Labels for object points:
>>>
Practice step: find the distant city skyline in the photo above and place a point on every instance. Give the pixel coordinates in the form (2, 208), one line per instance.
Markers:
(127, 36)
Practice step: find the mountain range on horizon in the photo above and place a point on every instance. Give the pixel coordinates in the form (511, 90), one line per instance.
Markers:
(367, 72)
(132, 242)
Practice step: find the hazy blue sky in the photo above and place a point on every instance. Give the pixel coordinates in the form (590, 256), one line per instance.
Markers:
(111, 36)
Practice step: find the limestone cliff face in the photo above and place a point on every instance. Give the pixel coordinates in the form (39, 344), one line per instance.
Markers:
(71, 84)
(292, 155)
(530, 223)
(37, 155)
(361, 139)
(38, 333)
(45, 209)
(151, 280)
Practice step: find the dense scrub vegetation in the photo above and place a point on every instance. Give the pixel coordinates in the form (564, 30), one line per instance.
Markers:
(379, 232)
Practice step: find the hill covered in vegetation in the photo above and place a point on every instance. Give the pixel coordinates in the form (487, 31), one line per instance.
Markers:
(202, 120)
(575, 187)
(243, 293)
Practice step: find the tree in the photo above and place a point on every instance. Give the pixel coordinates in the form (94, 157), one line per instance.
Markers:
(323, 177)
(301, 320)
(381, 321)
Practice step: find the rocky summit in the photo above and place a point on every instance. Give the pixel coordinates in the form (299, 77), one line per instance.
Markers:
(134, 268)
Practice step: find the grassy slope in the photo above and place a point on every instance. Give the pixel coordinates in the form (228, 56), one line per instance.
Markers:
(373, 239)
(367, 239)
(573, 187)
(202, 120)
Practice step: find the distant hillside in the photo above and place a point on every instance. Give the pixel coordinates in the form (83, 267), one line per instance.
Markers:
<<<
Reproduce verbatim the lines of the records starting at the line that contains "Practice step: find the rocky" and ending at the final line of the records, including both of those lines.

Practice step: find the rocky summit in the photo above and place a point on every instance. Give the pixel coordinates in the form (299, 77), one line per instance.
Markers:
(134, 268)
Practice step: find the grassy slope in the photo above and place a point on every instance. Give the pixel coordinates in the form (228, 56), one line per instance.
Markers:
(373, 239)
(367, 239)
(573, 187)
(202, 120)
Practice step: find the distant hillside in the photo above and place a point on every instance. Give the pixel coordinates in the form (83, 267), one line per instance.
Markers:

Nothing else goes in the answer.